Data entries
* * * * * * *
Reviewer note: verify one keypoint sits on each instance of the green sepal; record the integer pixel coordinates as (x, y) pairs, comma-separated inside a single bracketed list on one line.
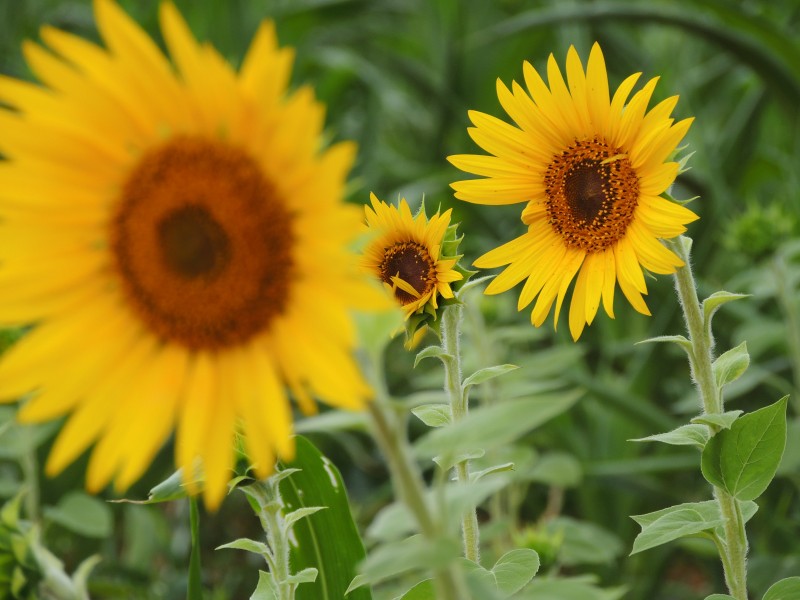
[(427, 315)]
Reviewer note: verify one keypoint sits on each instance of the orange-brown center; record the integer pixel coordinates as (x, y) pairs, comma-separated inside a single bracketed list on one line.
[(413, 264), (592, 192), (203, 244)]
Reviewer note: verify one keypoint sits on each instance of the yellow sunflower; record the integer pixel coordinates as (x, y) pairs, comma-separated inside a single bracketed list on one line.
[(592, 170), (178, 238), (405, 254)]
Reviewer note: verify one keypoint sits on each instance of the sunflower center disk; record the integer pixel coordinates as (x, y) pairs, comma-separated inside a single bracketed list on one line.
[(412, 263), (592, 192), (203, 244)]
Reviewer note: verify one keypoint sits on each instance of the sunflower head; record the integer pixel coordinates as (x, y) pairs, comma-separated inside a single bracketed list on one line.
[(162, 221), (415, 258), (593, 170)]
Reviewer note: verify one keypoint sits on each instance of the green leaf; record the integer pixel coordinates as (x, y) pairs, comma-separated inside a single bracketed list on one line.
[(557, 469), (743, 459), (547, 588), (308, 575), (515, 569), (714, 301), (266, 589), (694, 434), (424, 590), (171, 488), (675, 522), (510, 573), (431, 352), (448, 461), (82, 514), (718, 420), (785, 589), (414, 553), (478, 475), (486, 374), (318, 483), (495, 425), (291, 518), (730, 365), (676, 339), (708, 507), (583, 543), (433, 415), (247, 545)]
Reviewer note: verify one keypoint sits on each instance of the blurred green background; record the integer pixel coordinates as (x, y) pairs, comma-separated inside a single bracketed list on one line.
[(398, 77)]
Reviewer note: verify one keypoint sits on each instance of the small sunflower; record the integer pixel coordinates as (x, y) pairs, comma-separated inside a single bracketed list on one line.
[(592, 170), (178, 238), (406, 255)]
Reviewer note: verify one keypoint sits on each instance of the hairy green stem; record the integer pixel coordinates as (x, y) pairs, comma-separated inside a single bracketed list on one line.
[(451, 320), (499, 502), (701, 360), (407, 481), (270, 514)]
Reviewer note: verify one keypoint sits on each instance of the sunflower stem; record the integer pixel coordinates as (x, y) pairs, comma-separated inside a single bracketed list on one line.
[(266, 495), (451, 320), (701, 359), (407, 481)]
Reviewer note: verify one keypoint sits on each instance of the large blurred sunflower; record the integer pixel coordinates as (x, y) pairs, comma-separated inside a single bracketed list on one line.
[(178, 239), (592, 170), (406, 255)]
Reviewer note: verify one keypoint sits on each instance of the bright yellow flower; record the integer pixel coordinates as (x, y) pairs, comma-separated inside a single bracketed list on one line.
[(178, 238), (592, 170), (405, 254)]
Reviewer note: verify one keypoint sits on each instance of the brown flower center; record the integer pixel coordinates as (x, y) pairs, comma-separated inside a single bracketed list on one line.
[(203, 244), (592, 192), (411, 262)]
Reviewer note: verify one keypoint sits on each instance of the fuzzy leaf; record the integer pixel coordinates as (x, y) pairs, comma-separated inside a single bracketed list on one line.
[(675, 522), (488, 471), (743, 459), (318, 483), (486, 374), (677, 339), (510, 573), (247, 545), (495, 425), (308, 575), (266, 588), (730, 365), (424, 590), (414, 553), (693, 434), (720, 420), (294, 516), (448, 461), (433, 415), (785, 589)]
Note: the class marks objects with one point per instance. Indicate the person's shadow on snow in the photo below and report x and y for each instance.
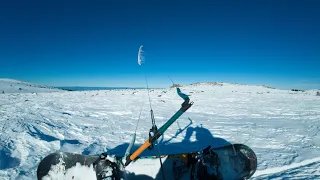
(203, 138)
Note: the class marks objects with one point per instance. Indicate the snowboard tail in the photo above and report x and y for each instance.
(236, 161)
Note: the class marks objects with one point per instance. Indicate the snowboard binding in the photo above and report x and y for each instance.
(205, 165)
(105, 169)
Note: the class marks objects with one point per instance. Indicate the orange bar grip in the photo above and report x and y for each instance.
(140, 150)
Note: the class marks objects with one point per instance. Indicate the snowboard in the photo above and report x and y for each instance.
(235, 161)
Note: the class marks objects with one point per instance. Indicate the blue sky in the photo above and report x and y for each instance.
(95, 43)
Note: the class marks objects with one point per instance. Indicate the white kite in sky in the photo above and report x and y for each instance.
(140, 55)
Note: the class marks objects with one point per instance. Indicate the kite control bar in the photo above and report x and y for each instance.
(184, 107)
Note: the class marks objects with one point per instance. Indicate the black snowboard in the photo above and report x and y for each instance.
(236, 161)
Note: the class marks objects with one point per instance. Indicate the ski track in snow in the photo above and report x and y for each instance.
(281, 126)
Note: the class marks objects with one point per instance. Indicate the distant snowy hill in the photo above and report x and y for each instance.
(281, 126)
(15, 86)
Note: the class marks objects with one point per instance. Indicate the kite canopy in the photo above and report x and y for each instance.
(140, 55)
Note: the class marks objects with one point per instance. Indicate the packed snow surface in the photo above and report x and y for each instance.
(281, 126)
(15, 86)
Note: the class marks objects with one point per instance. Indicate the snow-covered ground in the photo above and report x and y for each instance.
(16, 86)
(281, 126)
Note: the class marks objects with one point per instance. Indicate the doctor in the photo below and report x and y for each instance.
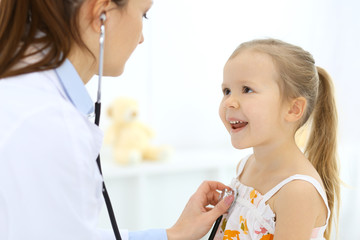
(50, 186)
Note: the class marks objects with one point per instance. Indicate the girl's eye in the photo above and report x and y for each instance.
(247, 90)
(226, 91)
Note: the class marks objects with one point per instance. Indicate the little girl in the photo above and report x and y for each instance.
(271, 89)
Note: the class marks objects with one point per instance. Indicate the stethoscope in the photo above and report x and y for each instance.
(110, 210)
(223, 195)
(97, 121)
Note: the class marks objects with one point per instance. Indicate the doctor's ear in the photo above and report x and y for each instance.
(296, 109)
(98, 13)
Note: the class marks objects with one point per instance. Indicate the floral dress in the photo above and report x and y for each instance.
(250, 218)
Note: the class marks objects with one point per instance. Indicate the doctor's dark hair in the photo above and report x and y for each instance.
(20, 23)
(299, 77)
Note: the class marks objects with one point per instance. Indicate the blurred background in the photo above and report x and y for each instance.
(176, 77)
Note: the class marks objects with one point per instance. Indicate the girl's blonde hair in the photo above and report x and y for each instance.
(300, 77)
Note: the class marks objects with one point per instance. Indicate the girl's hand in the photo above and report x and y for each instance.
(196, 218)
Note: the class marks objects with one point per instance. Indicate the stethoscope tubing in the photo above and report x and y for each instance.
(97, 122)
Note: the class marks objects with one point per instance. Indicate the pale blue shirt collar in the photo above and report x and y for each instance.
(75, 88)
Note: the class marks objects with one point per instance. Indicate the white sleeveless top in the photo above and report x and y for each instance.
(250, 218)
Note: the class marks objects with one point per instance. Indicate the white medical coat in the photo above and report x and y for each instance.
(50, 186)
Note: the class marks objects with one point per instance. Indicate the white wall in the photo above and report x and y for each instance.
(177, 72)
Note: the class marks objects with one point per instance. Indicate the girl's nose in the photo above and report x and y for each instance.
(232, 102)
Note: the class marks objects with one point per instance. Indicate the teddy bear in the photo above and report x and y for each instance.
(130, 139)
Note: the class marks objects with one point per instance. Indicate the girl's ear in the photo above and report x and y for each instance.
(296, 109)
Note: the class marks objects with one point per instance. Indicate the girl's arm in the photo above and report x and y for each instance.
(298, 208)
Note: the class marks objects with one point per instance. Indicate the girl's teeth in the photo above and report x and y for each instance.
(236, 122)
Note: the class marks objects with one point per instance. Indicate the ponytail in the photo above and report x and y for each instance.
(321, 148)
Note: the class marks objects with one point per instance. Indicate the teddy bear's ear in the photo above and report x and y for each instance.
(109, 112)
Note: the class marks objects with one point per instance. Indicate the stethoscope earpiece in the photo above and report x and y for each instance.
(103, 17)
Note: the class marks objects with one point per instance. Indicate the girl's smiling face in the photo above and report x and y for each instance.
(252, 109)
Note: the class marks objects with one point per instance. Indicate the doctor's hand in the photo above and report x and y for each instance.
(196, 218)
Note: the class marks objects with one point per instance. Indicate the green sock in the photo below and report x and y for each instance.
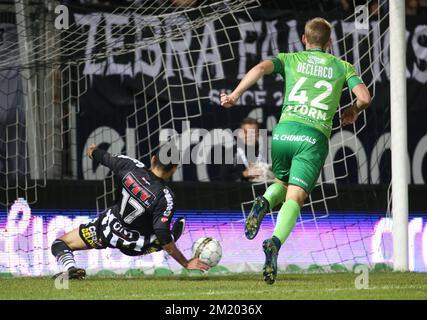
(286, 219)
(275, 194)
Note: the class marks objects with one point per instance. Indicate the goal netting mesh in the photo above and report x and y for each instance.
(171, 62)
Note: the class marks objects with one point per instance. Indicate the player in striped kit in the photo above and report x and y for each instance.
(139, 224)
(314, 81)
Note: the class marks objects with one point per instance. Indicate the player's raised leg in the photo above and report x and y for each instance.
(63, 247)
(285, 223)
(273, 196)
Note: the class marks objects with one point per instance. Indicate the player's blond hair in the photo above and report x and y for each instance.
(317, 31)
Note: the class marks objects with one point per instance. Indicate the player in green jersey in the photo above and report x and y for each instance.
(314, 81)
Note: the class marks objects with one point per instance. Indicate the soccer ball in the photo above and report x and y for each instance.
(208, 250)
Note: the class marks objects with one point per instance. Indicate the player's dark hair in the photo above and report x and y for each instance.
(249, 121)
(318, 31)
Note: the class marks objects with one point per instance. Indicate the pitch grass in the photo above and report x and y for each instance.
(382, 285)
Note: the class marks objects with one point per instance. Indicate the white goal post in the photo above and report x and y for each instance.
(399, 147)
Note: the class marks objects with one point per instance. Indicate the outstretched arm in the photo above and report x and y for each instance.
(363, 101)
(174, 252)
(261, 69)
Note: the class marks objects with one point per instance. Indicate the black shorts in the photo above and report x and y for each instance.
(106, 231)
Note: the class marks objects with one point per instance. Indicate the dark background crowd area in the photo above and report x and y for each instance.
(413, 7)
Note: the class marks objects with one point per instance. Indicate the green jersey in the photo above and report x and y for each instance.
(313, 86)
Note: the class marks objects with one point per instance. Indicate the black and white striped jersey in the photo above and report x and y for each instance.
(146, 204)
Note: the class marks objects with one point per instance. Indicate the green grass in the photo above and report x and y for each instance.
(382, 285)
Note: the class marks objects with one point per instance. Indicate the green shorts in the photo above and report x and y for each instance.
(298, 153)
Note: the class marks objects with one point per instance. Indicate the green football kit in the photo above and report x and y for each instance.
(313, 85)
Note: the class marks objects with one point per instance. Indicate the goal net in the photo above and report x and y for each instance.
(133, 77)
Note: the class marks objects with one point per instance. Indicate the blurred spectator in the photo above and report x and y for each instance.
(249, 164)
(411, 7)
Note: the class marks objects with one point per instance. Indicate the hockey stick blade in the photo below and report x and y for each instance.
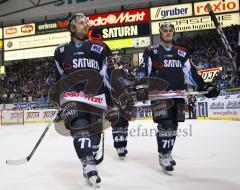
(17, 162)
(28, 158)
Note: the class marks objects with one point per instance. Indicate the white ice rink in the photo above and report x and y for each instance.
(207, 155)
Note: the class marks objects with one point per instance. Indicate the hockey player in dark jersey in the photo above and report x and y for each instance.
(118, 122)
(87, 55)
(170, 63)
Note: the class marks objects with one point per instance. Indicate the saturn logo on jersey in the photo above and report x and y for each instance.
(85, 63)
(96, 48)
(172, 63)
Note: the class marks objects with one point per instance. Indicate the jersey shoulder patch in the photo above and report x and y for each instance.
(62, 47)
(181, 51)
(97, 48)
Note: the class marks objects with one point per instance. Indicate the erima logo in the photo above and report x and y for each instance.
(85, 63)
(78, 53)
(96, 48)
(181, 53)
(172, 63)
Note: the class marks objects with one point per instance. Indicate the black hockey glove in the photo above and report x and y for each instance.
(112, 114)
(142, 92)
(124, 102)
(213, 91)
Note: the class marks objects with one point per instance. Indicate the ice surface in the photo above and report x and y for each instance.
(206, 152)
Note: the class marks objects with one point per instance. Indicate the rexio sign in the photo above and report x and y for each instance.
(120, 17)
(218, 6)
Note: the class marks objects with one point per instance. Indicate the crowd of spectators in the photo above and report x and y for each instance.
(30, 79)
(207, 52)
(26, 81)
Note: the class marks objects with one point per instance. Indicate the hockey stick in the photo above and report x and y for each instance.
(222, 35)
(174, 94)
(99, 160)
(28, 158)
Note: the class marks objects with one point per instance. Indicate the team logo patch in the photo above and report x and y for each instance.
(62, 49)
(181, 53)
(96, 48)
(155, 51)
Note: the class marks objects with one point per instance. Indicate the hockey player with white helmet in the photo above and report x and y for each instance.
(171, 64)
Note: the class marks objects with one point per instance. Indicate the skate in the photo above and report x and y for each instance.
(90, 171)
(172, 161)
(122, 153)
(91, 175)
(165, 164)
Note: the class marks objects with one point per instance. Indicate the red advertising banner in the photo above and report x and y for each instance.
(120, 17)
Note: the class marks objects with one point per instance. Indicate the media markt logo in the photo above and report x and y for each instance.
(69, 2)
(27, 28)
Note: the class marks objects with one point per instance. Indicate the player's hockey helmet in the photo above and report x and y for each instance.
(165, 25)
(76, 16)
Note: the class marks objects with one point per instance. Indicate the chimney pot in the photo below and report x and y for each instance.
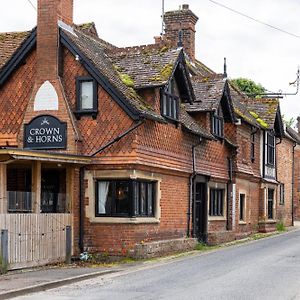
(181, 23)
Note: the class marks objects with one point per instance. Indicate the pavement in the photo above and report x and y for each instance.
(22, 282)
(18, 283)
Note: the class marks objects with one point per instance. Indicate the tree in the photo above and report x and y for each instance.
(289, 122)
(249, 87)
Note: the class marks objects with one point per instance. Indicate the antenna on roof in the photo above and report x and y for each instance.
(163, 18)
(180, 38)
(225, 68)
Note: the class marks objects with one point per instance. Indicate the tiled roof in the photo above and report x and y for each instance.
(95, 50)
(293, 134)
(199, 69)
(239, 101)
(264, 111)
(208, 92)
(146, 66)
(9, 43)
(191, 125)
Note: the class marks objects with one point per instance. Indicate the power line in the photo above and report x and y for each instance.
(255, 20)
(32, 4)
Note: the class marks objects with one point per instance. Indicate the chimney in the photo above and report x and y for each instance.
(180, 28)
(49, 13)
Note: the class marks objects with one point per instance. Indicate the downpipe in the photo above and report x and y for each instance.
(191, 194)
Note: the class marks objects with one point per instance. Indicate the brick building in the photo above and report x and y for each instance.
(132, 145)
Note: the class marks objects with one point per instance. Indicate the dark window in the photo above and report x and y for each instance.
(216, 202)
(86, 96)
(281, 198)
(125, 198)
(170, 102)
(218, 123)
(19, 192)
(252, 147)
(270, 203)
(270, 149)
(242, 207)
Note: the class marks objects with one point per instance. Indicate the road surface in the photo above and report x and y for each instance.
(264, 269)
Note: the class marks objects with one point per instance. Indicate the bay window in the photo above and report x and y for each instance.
(125, 198)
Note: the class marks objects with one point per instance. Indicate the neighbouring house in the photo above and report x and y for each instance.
(141, 150)
(295, 134)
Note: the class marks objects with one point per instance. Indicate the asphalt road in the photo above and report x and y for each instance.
(264, 269)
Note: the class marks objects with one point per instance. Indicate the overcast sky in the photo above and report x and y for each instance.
(252, 50)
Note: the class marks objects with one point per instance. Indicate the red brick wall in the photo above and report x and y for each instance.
(119, 239)
(110, 121)
(297, 184)
(15, 95)
(252, 201)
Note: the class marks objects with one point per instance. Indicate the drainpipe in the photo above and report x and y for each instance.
(293, 182)
(192, 195)
(229, 191)
(81, 209)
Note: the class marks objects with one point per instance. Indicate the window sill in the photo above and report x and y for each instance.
(117, 220)
(216, 218)
(242, 223)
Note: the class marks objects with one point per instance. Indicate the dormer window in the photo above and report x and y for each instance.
(218, 123)
(170, 102)
(86, 96)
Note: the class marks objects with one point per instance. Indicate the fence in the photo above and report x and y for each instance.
(35, 239)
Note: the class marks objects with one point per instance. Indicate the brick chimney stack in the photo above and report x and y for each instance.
(181, 20)
(49, 13)
(298, 124)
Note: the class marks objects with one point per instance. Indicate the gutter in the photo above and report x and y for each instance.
(192, 195)
(81, 209)
(293, 182)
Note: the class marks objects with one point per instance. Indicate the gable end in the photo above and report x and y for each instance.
(18, 57)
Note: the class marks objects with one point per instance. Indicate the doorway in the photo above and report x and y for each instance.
(200, 211)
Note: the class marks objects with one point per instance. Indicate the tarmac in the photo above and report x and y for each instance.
(21, 282)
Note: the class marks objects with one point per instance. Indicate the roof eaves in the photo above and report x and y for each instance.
(18, 56)
(102, 80)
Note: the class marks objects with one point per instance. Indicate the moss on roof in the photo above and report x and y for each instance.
(126, 79)
(253, 114)
(262, 123)
(166, 71)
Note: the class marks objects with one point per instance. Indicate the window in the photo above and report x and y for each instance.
(125, 198)
(252, 147)
(216, 202)
(281, 194)
(170, 102)
(19, 194)
(218, 123)
(270, 149)
(242, 207)
(86, 95)
(270, 203)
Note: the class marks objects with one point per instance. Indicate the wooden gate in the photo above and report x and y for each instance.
(35, 239)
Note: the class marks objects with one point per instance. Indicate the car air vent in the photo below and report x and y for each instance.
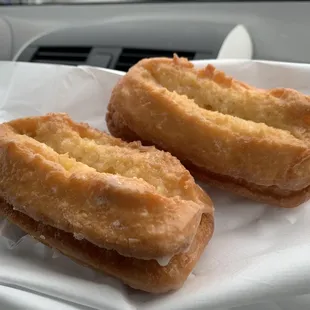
(62, 55)
(130, 56)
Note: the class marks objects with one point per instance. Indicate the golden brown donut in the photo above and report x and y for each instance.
(250, 141)
(63, 178)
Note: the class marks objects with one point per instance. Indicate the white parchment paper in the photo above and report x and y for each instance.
(259, 257)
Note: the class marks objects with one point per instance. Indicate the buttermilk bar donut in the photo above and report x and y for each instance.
(250, 141)
(102, 201)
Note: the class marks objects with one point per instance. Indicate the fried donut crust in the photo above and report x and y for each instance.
(138, 201)
(146, 275)
(250, 141)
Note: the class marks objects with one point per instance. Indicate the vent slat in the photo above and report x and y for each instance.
(62, 55)
(130, 56)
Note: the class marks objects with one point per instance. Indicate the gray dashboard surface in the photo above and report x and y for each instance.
(279, 30)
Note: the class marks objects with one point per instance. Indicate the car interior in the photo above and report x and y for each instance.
(116, 34)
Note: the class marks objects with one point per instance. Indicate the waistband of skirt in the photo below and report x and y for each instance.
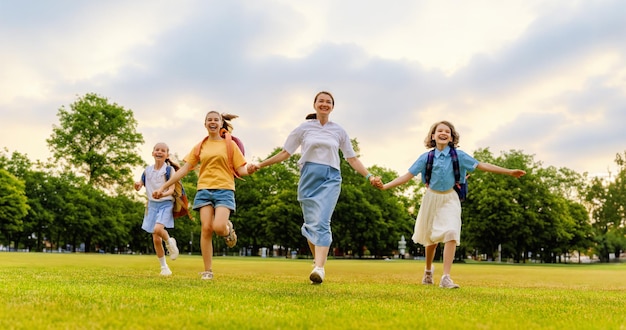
(440, 192)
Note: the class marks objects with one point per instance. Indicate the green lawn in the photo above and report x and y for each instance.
(92, 291)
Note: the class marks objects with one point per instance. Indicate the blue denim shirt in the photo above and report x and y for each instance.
(442, 177)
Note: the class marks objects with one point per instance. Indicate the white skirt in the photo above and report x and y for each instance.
(439, 218)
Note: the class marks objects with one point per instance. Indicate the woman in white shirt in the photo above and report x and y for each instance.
(320, 179)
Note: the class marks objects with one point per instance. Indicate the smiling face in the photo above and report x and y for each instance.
(442, 135)
(213, 122)
(323, 104)
(160, 152)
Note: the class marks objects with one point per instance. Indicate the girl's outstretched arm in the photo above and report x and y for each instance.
(499, 170)
(398, 181)
(279, 157)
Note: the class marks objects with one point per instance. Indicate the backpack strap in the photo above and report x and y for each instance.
(168, 172)
(455, 165)
(229, 149)
(429, 167)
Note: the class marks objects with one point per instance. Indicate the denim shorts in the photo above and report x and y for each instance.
(215, 198)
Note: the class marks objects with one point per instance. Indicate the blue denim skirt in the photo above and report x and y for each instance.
(318, 192)
(158, 212)
(215, 198)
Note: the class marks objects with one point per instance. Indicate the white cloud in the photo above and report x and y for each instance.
(545, 78)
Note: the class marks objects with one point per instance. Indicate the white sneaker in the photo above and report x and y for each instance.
(165, 271)
(428, 277)
(317, 275)
(446, 282)
(171, 246)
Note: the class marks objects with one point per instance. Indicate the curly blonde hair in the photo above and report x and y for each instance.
(430, 143)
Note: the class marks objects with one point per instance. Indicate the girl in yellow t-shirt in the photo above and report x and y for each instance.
(215, 198)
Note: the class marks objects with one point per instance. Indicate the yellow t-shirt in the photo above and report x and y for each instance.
(215, 172)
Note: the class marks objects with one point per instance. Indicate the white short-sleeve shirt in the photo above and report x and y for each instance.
(319, 143)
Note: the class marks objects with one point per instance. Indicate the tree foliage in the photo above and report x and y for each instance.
(98, 139)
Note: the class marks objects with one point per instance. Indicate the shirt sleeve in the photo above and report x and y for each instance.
(419, 166)
(346, 145)
(294, 140)
(466, 162)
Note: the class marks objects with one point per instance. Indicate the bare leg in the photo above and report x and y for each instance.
(206, 236)
(220, 224)
(449, 250)
(312, 247)
(430, 255)
(158, 236)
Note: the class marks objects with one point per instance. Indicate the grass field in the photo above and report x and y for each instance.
(93, 291)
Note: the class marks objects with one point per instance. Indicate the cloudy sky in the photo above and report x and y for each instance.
(544, 77)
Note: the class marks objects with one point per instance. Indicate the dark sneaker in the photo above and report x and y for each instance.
(165, 271)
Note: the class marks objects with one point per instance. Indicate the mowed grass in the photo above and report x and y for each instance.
(92, 291)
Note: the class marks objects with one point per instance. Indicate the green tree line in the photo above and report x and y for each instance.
(82, 200)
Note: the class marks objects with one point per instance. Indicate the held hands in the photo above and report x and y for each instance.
(376, 182)
(517, 173)
(138, 185)
(252, 168)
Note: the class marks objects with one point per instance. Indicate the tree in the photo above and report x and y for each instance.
(13, 204)
(99, 140)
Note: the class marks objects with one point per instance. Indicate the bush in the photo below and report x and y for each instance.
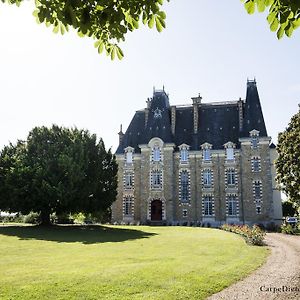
(289, 229)
(253, 236)
(32, 218)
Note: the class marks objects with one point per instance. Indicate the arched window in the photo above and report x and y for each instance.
* * * * * * *
**WHAT IS EXPECTED**
Reproduce verbatim every line starting at the line that holds "the tree foliage" and ending with the final line of the data; omit the pictures.

**TASK SOLUTION**
Note: the class marks objects with one point per instance. Indicate the tree foliage in the photo above and report x and y for each instance.
(98, 139)
Note: the class marks objects with one point per instance. Indicate the shirt sleeve in the photo above and report x and y for each instance.
(419, 166)
(346, 145)
(294, 140)
(466, 162)
Note: the class marks objects with one point per instance. Indicate the bare leg in the photo above and report x and y for each instance.
(206, 236)
(220, 224)
(449, 250)
(312, 247)
(430, 255)
(158, 236)
Note: the class marks objects with one point per instance. Indicate the grass field in the photo above and report x and y for each instance.
(93, 291)
Note: the class marks objects with one point per instance. Indicate the cloudy sky in the photo above and report x and y for each instance.
(544, 77)
Note: the class marks objects with one point per instance. Indicate the dark sneaker in the photo above and report x and y for each instance.
(165, 271)
Note: the class marks objects with one point per instance. Indicate the mowed grass in the photo above and report x and y for each instance.
(92, 291)
Note: the class marks objects with one point per instance. Indicate the green tree line in the photo above and report x and y for each instance.
(82, 200)
Note: the class marks objects with one point per instance. Indicate the held hands in the photo above and report x and y for each instance.
(376, 182)
(517, 173)
(138, 185)
(252, 168)
Note: the class marks objects with one point per instance. Indicate the tree in the photo above and report x and y for each instance.
(13, 204)
(99, 140)
Note: the class marks objects with one point per instance. Indicate the bush in the photo below and report x and y for each instance.
(289, 229)
(253, 236)
(32, 218)
Note: the class marks objects with one point per instance. Indicate the arched window in the photo above and report x and y for each instance.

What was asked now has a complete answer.